> WRITTEN TASK
Each line of the material must be returned exactly.

> DATA
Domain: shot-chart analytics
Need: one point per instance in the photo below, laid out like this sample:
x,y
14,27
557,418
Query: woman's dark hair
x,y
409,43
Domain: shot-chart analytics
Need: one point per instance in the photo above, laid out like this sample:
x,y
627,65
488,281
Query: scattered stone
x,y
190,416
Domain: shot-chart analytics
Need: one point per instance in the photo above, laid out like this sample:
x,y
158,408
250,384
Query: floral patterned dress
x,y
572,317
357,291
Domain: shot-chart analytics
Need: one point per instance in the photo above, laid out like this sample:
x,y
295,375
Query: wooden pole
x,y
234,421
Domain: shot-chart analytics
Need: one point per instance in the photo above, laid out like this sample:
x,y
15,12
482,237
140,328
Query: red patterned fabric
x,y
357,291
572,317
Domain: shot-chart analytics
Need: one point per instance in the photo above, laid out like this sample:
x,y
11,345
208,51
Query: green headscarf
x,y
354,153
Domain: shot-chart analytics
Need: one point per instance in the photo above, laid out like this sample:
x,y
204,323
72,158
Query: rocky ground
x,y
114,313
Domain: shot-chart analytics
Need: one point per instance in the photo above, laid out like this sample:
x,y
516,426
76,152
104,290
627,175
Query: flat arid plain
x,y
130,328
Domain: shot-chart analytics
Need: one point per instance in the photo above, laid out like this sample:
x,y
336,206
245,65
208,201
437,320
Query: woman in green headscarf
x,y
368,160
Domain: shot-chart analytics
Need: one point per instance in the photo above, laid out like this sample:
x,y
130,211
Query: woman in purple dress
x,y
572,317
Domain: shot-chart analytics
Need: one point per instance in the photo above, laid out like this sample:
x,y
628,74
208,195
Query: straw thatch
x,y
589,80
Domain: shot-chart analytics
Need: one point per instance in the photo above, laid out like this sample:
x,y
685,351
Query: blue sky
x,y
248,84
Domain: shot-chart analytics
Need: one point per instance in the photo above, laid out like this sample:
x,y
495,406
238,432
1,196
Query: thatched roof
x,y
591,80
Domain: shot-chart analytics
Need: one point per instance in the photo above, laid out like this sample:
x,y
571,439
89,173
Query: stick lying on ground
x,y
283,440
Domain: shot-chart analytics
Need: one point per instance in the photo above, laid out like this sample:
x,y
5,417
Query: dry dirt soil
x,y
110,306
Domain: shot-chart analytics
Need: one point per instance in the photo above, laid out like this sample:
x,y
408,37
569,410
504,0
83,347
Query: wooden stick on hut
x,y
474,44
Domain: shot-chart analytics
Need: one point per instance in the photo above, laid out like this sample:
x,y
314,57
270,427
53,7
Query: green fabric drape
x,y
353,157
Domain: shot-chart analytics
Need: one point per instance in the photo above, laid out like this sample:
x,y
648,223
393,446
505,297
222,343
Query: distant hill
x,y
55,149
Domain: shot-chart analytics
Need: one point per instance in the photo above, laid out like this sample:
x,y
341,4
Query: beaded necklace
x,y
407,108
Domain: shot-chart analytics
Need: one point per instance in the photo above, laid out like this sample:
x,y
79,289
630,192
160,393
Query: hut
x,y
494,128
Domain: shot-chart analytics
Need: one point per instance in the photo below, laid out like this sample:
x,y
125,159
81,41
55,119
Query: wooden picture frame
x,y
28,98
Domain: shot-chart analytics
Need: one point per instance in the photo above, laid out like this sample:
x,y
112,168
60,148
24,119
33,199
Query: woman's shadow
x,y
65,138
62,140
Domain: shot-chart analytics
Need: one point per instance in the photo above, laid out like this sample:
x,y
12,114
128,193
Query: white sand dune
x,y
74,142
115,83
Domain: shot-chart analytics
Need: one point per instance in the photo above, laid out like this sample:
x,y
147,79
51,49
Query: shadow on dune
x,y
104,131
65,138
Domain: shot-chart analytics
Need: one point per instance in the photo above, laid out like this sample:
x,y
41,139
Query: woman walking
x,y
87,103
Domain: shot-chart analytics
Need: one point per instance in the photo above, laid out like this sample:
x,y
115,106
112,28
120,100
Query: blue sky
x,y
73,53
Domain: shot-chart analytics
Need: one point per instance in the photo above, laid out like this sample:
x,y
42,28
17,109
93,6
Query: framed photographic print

> FINISHED TASK
Domain: shot-chart analytics
Need: one point per instance in the photo below, laid out like this sample:
x,y
14,27
557,418
Query: woman's dark hair
x,y
409,43
Domain: shot-chart analytics
Need: one point per instance in the photo above, laid out like this sample:
x,y
627,65
488,281
Query: scattered stone
x,y
190,416
Domain: shot-chart analytics
Need: one point per instance in the photo above, laid out like this sample:
x,y
158,408
250,384
Query: floral patterned dress
x,y
572,317
357,291
Domain: shot-chart analytics
Need: one point per instance in the photo above, laid out like this sample:
x,y
295,375
Query: wooden pole
x,y
234,421
Domain: shot-chart analytics
Need: one point per instance in the photo above, laid out like this sample:
x,y
15,12
482,237
140,328
Query: red patterned fabric
x,y
357,291
572,317
Domain: shot-chart analytics
Need: one point per instance in the photo above, laid out like this sample:
x,y
11,345
208,51
Query: green headscarf
x,y
354,153
Domain: shot-chart analytics
Need: one point per instance in the photo above, laid out like this sample:
x,y
204,323
72,158
Query: rocky ground
x,y
114,313
Domain: shot-chart analytics
Need: one point per instance in the photo above, laid out like this sample:
x,y
516,426
76,152
104,290
627,175
Query: flat arid plain
x,y
130,328
Domain: shot-chart analytics
Need: one point per instance in the photo above, laid out like this sample:
x,y
336,206
245,65
208,201
437,320
Query: woman in green headscarf
x,y
368,160
Domain: shot-chart analytics
Need: one point per instance in the photo above, laid out like this sample:
x,y
130,211
Query: woman in purple dress
x,y
572,317
Domain: shot-chart analytics
Need: one point per instance in the photo above, laid out like this sample:
x,y
628,74
208,195
Query: straw thatch
x,y
589,80
Domain: shot-chart analytics
Need: one point per instance in the photo above, laid out like this sample:
x,y
685,351
Query: blue sky
x,y
248,84
Domain: shot-chart analytics
Need: one point per instance in the photo above, laid out like this sample:
x,y
495,406
238,432
1,196
Query: thatched roof
x,y
591,80
Domain: shot-chart analytics
Need: one point per instance in the photo above, laid out like this sample:
x,y
571,439
89,173
Query: stick lying on ground
x,y
283,440
Domain: shot-chart analytics
Need: one point per instance in the photo above, laid out like this sample:
x,y
5,417
Query: dry dirt soil
x,y
110,306
Domain: shot-chart analytics
Need: one point per instance in the photo above, laid out like this sample:
x,y
408,37
569,410
504,0
83,347
Query: wooden stick on hut
x,y
474,44
Domain: shot-chart analytics
Need: one point per instance in the photo above, laid out like this sample:
x,y
314,57
270,427
53,7
Query: green fabric drape
x,y
353,157
Domain: shot-chart analytics
Need: one point per instance in the photo above, laid out like this sample:
x,y
648,223
393,446
505,297
222,343
Query: distant hill
x,y
55,149
Domain: shot-chart analytics
Need: one point per instance in the photo above, laid out like this sample:
x,y
341,4
Query: beaded necklace
x,y
407,108
Domain: shot-chart analytics
Need: one point per instance in the photo above, laid out like this sample:
x,y
79,289
630,192
160,393
Query: hut
x,y
494,128
Domain: shot-chart analytics
Need: one point per instance in the photo below, laid out like this sample:
x,y
125,159
81,41
55,119
Query: wooden picture frame
x,y
28,98
Domain: shot-chart analytics
Need: one point per instance in the photo above, laid out like this sample:
x,y
112,168
60,148
24,119
33,199
Query: woman's shadow
x,y
65,138
62,140
Domain: shot-chart analytics
Need: one point per instance in the photo above, laid out like this sample:
x,y
12,114
128,193
Query: white sand dune
x,y
74,142
115,83
Domain: shot-chart analytics
Need: one point per instance in the photo above, laid out like this sample:
x,y
147,79
51,49
Query: shadow on dune
x,y
104,131
65,138
Domain: shot-chart analytics
Need: one point per instance in the photo above, laid out like this sample:
x,y
41,139
Query: woman walking
x,y
87,103
Domain: shot-chart analytics
Need: one point per instance in the photo above, laid out like this sample:
x,y
115,106
112,28
120,100
Query: blue sky
x,y
73,53
Domain: shot-chart analytics
Need: one point per instance in the photo above, laid out like this sample:
x,y
42,28
17,109
93,6
Query: framed photographic print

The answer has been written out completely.